#### Material to process:

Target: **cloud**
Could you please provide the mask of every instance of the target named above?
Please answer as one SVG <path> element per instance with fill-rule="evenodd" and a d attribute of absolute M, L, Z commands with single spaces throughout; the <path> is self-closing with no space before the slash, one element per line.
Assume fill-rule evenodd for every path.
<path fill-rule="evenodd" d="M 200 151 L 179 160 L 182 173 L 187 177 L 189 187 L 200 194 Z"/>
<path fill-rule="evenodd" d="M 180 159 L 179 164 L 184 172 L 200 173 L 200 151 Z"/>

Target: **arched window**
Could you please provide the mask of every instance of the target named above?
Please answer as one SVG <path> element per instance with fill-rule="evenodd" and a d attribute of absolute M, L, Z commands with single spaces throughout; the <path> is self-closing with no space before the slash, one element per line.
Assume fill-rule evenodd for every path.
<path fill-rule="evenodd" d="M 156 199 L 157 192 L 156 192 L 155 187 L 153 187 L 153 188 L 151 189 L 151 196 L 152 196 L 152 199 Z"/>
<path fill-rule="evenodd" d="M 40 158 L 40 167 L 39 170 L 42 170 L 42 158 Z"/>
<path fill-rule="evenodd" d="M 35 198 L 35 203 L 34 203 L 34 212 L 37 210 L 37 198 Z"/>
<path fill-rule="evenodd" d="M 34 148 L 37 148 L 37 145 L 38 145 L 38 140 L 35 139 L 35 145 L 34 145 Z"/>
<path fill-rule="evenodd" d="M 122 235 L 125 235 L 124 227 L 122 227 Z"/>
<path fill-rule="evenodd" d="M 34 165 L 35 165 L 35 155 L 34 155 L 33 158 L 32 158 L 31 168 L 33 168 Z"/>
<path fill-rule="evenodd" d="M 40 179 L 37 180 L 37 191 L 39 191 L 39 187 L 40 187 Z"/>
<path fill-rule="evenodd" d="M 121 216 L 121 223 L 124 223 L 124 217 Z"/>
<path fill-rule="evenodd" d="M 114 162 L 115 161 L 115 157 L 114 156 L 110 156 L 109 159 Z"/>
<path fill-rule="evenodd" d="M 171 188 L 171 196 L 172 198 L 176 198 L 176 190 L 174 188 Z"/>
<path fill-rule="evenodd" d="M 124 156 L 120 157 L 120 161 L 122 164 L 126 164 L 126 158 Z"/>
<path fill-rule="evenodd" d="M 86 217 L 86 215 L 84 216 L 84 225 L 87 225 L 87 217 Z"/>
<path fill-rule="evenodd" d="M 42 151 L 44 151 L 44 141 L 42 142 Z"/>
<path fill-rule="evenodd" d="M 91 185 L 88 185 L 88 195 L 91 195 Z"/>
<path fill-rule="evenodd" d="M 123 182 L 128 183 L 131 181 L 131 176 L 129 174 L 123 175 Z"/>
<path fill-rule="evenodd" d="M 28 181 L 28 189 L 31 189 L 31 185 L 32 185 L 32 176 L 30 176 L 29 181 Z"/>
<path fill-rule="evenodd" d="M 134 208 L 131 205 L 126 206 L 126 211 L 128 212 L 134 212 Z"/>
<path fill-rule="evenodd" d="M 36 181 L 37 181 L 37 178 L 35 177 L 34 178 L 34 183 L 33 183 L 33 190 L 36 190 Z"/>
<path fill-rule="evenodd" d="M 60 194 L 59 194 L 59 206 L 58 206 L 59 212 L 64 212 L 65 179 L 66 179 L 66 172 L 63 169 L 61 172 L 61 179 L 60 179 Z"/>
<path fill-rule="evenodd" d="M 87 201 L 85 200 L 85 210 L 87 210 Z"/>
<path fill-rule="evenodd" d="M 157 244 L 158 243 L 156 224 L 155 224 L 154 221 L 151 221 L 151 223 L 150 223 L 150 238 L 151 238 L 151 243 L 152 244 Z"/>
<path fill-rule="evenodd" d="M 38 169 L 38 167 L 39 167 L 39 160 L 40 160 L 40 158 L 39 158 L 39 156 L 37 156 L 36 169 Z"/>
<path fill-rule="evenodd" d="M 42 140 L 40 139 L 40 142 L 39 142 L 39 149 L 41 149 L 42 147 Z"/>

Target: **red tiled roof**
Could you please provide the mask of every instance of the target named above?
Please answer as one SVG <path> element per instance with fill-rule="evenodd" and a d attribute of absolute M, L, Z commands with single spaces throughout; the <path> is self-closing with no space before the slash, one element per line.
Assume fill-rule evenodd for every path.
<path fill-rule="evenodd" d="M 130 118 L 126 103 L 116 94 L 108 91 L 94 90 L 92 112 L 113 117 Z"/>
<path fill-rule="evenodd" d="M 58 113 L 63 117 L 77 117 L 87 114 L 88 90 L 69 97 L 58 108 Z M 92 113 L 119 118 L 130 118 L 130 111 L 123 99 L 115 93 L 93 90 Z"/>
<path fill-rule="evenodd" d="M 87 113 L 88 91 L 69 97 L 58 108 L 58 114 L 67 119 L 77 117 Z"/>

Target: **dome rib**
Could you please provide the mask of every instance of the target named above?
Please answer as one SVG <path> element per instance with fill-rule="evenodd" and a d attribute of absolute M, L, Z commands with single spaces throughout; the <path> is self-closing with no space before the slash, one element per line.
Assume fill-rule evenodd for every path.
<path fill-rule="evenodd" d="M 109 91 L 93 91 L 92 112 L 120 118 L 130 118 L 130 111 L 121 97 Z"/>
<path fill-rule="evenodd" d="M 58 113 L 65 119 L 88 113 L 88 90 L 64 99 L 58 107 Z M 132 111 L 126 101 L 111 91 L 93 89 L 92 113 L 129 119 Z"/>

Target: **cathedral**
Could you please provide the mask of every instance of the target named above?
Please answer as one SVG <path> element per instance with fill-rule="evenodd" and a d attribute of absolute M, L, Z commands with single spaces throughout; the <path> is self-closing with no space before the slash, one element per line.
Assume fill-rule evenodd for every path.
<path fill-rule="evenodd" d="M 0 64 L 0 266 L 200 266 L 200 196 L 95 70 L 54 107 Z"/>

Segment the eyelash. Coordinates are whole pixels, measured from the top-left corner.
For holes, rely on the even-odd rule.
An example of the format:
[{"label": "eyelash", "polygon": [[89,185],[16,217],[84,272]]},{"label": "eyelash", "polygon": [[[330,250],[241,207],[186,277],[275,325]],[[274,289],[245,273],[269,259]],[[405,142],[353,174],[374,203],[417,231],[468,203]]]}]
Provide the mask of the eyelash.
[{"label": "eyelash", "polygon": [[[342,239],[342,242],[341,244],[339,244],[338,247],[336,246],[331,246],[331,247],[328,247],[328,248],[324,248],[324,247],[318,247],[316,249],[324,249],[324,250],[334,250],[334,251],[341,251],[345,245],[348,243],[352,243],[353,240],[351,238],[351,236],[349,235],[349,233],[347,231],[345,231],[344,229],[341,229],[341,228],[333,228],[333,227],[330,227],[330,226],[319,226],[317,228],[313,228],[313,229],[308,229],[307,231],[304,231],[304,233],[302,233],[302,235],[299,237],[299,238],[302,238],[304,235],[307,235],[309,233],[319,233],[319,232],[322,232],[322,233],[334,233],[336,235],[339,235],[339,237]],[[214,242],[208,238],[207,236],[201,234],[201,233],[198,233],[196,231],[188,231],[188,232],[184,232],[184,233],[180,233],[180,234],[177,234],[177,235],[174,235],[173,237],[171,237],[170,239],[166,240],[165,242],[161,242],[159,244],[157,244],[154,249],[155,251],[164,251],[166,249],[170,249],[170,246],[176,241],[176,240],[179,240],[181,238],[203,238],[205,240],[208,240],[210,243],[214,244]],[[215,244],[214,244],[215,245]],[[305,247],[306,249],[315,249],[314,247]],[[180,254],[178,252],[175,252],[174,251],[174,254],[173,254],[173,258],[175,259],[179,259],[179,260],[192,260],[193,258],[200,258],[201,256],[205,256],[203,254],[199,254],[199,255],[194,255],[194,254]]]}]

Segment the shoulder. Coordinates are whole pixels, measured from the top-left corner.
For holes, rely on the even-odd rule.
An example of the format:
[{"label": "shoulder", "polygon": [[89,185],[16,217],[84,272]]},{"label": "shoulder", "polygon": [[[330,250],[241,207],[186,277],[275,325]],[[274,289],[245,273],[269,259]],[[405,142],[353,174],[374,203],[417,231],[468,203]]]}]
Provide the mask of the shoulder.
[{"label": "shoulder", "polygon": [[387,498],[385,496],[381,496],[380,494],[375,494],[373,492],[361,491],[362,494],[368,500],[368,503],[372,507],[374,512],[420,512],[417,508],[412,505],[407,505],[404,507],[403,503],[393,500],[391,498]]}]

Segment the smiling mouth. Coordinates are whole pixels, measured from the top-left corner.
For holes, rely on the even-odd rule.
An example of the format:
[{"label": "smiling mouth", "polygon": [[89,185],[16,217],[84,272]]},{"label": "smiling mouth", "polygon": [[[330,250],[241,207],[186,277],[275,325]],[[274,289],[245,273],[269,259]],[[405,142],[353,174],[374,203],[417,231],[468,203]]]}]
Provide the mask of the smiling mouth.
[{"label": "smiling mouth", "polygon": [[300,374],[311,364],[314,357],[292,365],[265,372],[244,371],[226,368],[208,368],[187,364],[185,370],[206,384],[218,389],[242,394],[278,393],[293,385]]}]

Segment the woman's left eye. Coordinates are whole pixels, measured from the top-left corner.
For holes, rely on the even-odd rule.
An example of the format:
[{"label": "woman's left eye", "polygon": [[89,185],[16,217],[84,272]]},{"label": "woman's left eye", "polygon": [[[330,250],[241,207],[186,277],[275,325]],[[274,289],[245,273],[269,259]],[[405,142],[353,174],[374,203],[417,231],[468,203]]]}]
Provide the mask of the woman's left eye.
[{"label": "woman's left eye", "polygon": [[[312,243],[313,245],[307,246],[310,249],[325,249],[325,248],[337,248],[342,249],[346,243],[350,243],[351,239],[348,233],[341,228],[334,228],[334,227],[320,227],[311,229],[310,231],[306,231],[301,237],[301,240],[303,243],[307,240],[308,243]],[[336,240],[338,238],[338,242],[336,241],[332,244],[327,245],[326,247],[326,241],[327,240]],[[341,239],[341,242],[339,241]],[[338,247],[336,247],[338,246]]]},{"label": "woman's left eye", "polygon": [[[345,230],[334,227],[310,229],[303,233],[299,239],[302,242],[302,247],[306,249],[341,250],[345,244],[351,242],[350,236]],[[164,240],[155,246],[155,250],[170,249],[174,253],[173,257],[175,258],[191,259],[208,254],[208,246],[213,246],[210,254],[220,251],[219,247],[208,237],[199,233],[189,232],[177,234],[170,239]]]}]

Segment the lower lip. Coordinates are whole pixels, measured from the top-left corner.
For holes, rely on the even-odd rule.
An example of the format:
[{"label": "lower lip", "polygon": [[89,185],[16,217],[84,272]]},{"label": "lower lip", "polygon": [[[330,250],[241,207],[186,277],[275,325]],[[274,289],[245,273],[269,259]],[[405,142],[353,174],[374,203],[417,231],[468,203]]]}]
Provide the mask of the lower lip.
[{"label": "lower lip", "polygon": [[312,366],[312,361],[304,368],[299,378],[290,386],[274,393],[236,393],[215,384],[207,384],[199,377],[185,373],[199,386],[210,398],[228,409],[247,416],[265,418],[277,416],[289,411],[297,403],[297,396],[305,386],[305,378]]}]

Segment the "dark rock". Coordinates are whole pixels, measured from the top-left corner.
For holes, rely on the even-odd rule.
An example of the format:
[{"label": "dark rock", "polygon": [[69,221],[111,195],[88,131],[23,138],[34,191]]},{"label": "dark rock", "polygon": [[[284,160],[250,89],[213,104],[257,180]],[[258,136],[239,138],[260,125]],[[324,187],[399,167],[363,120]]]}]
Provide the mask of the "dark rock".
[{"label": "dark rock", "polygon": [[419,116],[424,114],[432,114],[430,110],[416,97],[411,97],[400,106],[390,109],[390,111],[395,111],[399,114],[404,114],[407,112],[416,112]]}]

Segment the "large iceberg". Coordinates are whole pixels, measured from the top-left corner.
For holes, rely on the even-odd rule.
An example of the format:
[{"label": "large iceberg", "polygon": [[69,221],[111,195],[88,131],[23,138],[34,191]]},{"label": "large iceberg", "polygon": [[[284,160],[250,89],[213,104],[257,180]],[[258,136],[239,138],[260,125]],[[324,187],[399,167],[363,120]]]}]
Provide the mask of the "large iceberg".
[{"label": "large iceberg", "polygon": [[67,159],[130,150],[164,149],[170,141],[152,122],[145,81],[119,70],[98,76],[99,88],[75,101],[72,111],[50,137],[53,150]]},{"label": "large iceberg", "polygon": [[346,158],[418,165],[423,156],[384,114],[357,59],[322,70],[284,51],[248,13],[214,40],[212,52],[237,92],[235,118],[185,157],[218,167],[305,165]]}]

#### What needs to be done:
Search the entries above for the string "corner", and report each line where it occurs.

#### Answer to the exercise:
Segment the eyelash. Coordinates are whole pixels, measured from the top-left corner.
Segment the shoulder. Coordinates are whole pixels, measured from the top-left corner.
Segment the smiling mouth. Coordinates are whole pixels, measured from the top-left corner.
Segment the woman's left eye. Coordinates are whole pixels, measured from the top-left corner.
Segment the lower lip. Coordinates are whole pixels, measured from the top-left corner.
Segment the "dark rock". Coordinates are whole pixels, measured from the top-left corner.
Segment the "large iceberg". Coordinates are whole pixels, measured from the top-left corner.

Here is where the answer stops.